• **Action item**
Could each record be written out again exactly as it stands?

[Start of Attachment]

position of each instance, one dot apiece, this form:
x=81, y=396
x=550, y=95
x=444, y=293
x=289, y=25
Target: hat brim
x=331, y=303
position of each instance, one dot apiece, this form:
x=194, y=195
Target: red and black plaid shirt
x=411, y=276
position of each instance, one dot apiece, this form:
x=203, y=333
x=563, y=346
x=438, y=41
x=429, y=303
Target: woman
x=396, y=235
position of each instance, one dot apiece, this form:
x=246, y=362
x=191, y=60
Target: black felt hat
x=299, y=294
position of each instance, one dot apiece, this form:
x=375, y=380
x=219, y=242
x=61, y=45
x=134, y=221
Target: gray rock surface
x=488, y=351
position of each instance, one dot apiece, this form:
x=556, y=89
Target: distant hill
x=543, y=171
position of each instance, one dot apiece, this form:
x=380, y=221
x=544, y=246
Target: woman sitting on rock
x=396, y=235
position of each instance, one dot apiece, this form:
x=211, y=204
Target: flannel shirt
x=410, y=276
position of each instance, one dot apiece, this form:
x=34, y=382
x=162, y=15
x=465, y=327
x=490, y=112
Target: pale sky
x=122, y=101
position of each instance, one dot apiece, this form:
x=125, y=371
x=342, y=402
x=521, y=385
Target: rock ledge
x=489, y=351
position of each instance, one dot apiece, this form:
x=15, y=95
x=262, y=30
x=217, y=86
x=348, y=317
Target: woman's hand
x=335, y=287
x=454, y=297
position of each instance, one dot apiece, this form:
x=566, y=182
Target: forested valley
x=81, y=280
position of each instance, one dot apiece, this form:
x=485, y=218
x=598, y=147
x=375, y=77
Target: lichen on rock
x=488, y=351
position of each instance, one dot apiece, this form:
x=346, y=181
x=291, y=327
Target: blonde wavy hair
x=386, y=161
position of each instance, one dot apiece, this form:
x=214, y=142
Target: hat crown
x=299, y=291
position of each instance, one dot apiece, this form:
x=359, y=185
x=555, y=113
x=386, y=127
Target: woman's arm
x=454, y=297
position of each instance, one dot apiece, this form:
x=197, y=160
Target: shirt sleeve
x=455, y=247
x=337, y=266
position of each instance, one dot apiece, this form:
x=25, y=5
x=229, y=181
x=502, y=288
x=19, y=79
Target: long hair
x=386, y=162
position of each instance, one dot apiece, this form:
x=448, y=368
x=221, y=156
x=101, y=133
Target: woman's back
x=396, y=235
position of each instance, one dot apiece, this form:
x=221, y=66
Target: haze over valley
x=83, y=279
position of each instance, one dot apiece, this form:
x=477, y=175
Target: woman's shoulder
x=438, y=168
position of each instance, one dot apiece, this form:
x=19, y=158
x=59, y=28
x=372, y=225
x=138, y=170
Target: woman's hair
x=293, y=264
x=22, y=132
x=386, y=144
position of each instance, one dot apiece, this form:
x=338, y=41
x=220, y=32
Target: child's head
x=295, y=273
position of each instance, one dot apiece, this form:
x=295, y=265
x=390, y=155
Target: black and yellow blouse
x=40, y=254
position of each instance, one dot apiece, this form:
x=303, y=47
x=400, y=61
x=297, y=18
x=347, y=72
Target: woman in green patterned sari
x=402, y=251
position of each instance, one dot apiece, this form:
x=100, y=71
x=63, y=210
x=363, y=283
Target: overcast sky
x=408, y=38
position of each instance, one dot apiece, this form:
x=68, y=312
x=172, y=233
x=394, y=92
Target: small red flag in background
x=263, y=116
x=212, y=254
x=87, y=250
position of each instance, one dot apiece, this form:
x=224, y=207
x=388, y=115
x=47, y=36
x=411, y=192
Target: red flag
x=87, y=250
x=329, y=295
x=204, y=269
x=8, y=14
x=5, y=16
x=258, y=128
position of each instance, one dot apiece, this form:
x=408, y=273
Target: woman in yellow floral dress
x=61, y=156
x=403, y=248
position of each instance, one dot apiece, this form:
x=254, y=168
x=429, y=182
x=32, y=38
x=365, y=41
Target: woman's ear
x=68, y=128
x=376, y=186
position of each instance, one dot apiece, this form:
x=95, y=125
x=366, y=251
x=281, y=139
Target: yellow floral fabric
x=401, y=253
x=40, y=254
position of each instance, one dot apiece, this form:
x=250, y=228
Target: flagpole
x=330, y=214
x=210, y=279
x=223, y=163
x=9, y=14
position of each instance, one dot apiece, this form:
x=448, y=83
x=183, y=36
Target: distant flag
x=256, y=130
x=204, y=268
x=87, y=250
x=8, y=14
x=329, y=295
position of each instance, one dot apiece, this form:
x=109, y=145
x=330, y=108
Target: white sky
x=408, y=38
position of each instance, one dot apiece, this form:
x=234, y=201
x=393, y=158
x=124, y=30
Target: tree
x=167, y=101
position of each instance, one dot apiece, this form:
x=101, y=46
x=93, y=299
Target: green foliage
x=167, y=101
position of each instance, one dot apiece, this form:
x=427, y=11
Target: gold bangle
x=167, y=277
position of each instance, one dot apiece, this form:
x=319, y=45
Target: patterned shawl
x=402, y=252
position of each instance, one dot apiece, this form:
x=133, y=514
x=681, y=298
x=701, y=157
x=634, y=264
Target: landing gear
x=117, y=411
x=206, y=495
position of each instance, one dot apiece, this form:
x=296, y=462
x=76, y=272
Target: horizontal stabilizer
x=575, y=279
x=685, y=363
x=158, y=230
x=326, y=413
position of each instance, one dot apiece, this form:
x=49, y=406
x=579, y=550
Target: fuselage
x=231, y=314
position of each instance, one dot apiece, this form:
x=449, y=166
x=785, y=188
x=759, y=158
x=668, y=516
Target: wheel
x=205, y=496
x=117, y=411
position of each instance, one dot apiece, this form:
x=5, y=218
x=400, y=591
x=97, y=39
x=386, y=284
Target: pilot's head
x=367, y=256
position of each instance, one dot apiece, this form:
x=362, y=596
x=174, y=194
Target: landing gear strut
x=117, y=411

[End of Attachment]

• **Task output**
position of each instance, one dot apiece, this form:
x=81, y=396
x=550, y=95
x=444, y=293
x=289, y=25
Target: hat brim
x=331, y=303
position of each instance, one dot apiece, this form:
x=194, y=195
Target: red and black plaid shirt
x=411, y=276
position of each instance, one dot apiece, this form:
x=203, y=333
x=563, y=346
x=438, y=41
x=429, y=303
Target: woman
x=396, y=235
position of each instance, one dot apiece, this form:
x=246, y=362
x=191, y=60
Target: black felt hat
x=299, y=294
position of each instance, one dot apiece, this form:
x=375, y=380
x=219, y=242
x=61, y=45
x=134, y=221
Target: gray rock surface
x=488, y=351
position of each instance, one dot apiece, this form:
x=556, y=89
Target: distant hill
x=543, y=171
position of each instance, one dot apiece, this form:
x=380, y=221
x=544, y=246
Target: woman sitting on rock
x=396, y=235
position of each instance, one dot apiece, this form:
x=211, y=204
Target: flannel shirt
x=410, y=276
position of each instance, one dot apiece, this form:
x=34, y=382
x=162, y=15
x=465, y=327
x=490, y=112
Target: pale sky
x=122, y=101
position of each instance, one dot apiece, this form:
x=125, y=371
x=342, y=402
x=521, y=385
Target: rock ledge
x=489, y=351
position of each instance, one dot apiece, this form:
x=15, y=95
x=262, y=30
x=217, y=86
x=348, y=317
Target: woman's hand
x=335, y=287
x=454, y=297
position of each instance, one dot apiece, this form:
x=566, y=182
Target: forested valley
x=81, y=280
position of each instance, one dot apiece, this form:
x=485, y=218
x=598, y=147
x=375, y=77
Target: lichen on rock
x=488, y=351
position of each instance, one dot apiece, this form:
x=346, y=181
x=291, y=327
Target: blonde wavy hair
x=386, y=161
position of each instance, one dot apiece, this form:
x=214, y=142
Target: hat crown
x=299, y=291
position of each instance, one dot apiece, this form:
x=359, y=185
x=555, y=113
x=386, y=127
Target: woman's arm
x=454, y=297
position of each instance, one dot apiece, this form:
x=197, y=160
Target: shirt sleeve
x=455, y=247
x=337, y=266
position of each instance, one dot apiece, this form:
x=25, y=5
x=229, y=181
x=502, y=288
x=19, y=79
Target: long hair
x=386, y=162
position of each instance, one dot apiece, this form:
x=448, y=368
x=221, y=156
x=101, y=133
Target: woman's back
x=396, y=235
position of each instance, one dot apiece, this form:
x=221, y=66
Target: haze over valley
x=83, y=279
position of each instance, one dot apiece, this form:
x=477, y=175
Target: woman's shoulder
x=438, y=168
position of each instance, one dot apiece, this form:
x=19, y=158
x=59, y=28
x=372, y=225
x=138, y=170
Target: woman's hair
x=293, y=264
x=22, y=132
x=386, y=144
position of each instance, one dot apiece, this form:
x=338, y=41
x=220, y=32
Target: child's head
x=295, y=273
position of each instance, one dot apiece, this form:
x=295, y=265
x=390, y=155
Target: black and yellow blouse
x=40, y=254
position of each instance, one dot apiece, this form:
x=303, y=47
x=400, y=61
x=297, y=18
x=347, y=72
Target: woman in green patterned sari
x=402, y=251
position of each instance, one dot apiece, this form:
x=100, y=71
x=63, y=210
x=363, y=283
Target: overcast sky
x=408, y=38
position of each instance, one dot apiece, this form:
x=68, y=312
x=172, y=233
x=394, y=92
Target: small red flag in background
x=263, y=116
x=212, y=254
x=87, y=250
position of each instance, one dot apiece, this form:
x=224, y=207
x=388, y=115
x=47, y=36
x=411, y=192
Target: red flag
x=87, y=250
x=329, y=295
x=204, y=269
x=8, y=14
x=5, y=16
x=258, y=128
position of each instance, one dot apiece, this form:
x=408, y=273
Target: woman in yellow floral dress
x=61, y=156
x=403, y=248
position of each instance, one dot apiece, this form:
x=254, y=168
x=429, y=182
x=32, y=38
x=365, y=41
Target: woman's ear
x=68, y=128
x=376, y=186
position of each instance, one dot apiece, this form:
x=95, y=125
x=366, y=251
x=281, y=139
Target: yellow floral fabric
x=401, y=253
x=40, y=254
position of each instance, one dot apiece, this form:
x=250, y=228
Target: flagpole
x=330, y=214
x=210, y=279
x=223, y=163
x=9, y=14
position of each instance, one dot apiece, this form:
x=448, y=83
x=183, y=36
Target: distant flag
x=256, y=130
x=204, y=268
x=87, y=250
x=8, y=14
x=329, y=295
position of each instance, one dot apiece, this form:
x=109, y=145
x=330, y=108
Target: white sky
x=408, y=38
position of each instance, one dot apiece, this form:
x=234, y=201
x=393, y=158
x=124, y=30
Target: tree
x=167, y=101
position of each instance, one dot apiece, this form:
x=101, y=46
x=93, y=299
Target: green foliage
x=167, y=101
position of each instance, one dot apiece, this form:
x=427, y=11
Target: gold bangle
x=167, y=277
position of each instance, one dot apiece, this form:
x=319, y=45
Target: patterned shawl
x=402, y=252
position of each instance, one dot apiece, this form:
x=133, y=514
x=681, y=298
x=701, y=157
x=634, y=264
Target: landing gear
x=117, y=411
x=206, y=495
position of each instance, one dot apiece, this form:
x=296, y=462
x=76, y=272
Target: horizontal stabilizer
x=575, y=279
x=685, y=363
x=158, y=230
x=326, y=413
position of each instance, one dot apiece, this form:
x=49, y=406
x=579, y=550
Target: fuselage
x=231, y=314
position of each instance, one dot apiece, this form:
x=449, y=166
x=785, y=188
x=759, y=158
x=668, y=516
Target: wheel
x=205, y=496
x=117, y=411
position of each instance, one dot apiece, this form:
x=5, y=218
x=400, y=591
x=97, y=39
x=386, y=284
Target: pilot's head
x=367, y=256
position of each instance, one dot apiece, this form:
x=362, y=596
x=174, y=194
Target: landing gear strut
x=117, y=411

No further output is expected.